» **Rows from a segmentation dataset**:
▬▬▬▬▬▬

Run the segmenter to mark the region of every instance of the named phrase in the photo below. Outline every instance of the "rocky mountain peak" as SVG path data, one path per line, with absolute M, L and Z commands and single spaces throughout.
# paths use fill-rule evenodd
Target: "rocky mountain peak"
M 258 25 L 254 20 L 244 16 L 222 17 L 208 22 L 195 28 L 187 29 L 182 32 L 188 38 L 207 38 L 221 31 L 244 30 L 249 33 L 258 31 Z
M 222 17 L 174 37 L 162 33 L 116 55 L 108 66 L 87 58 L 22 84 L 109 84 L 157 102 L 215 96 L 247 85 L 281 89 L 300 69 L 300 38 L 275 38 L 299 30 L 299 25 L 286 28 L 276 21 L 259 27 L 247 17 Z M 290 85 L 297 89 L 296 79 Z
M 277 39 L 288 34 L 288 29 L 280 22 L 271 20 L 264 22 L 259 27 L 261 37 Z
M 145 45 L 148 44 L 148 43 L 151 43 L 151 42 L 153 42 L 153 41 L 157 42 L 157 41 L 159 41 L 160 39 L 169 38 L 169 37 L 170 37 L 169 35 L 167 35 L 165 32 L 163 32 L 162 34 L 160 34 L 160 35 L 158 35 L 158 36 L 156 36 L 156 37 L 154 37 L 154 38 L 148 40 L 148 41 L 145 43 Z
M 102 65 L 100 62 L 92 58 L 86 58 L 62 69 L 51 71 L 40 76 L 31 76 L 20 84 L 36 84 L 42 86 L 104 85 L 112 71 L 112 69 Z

▬▬▬▬▬▬

Lay out every item above as a two-column CSV with the header "prompt" and "response," one row per item. Put each item's text and its answer in their own quoted field, with line breaks replaced by spaces.

» **RESPONSE BELOW**:
prompt,response
"Run the segmenter to mark the region of every instance of the named phrase in the photo below. Outline every instance of the ""rocky mountain peak"" as SVG path data, one path per line, with absolute M, L and Z commands and single spaces throughout. # paths use fill-rule evenodd Target: ""rocky mountain peak""","M 258 25 L 254 20 L 244 16 L 222 17 L 208 22 L 195 28 L 187 29 L 182 32 L 188 38 L 207 38 L 221 31 L 244 30 L 249 33 L 258 31 Z M 222 17 L 174 37 L 162 33 L 116 55 L 108 66 L 87 58 L 22 84 L 109 84 L 157 102 L 215 96 L 247 85 L 281 89 L 300 69 L 300 38 L 275 38 L 299 30 L 299 25 L 286 28 L 276 21 L 259 27 L 247 17 Z M 290 85 L 297 89 L 296 79 Z M 277 39 L 288 34 L 288 29 L 280 22 L 271 20 L 264 22 L 259 27 L 261 37 Z M 145 45 L 148 44 L 148 43 L 151 43 L 151 42 L 153 42 L 153 41 L 157 42 L 157 41 L 159 41 L 160 39 L 169 38 L 169 37 L 170 37 L 169 35 L 167 35 L 165 32 L 163 32 L 162 34 L 160 34 L 160 35 L 158 35 L 158 36 L 156 36 L 156 37 L 154 37 L 154 38 L 148 40 L 148 41 L 145 43 Z M 102 65 L 100 62 L 92 58 L 86 58 L 62 69 L 51 71 L 40 76 L 31 76 L 20 84 L 36 84 L 42 86 L 104 85 L 112 71 L 112 69 Z"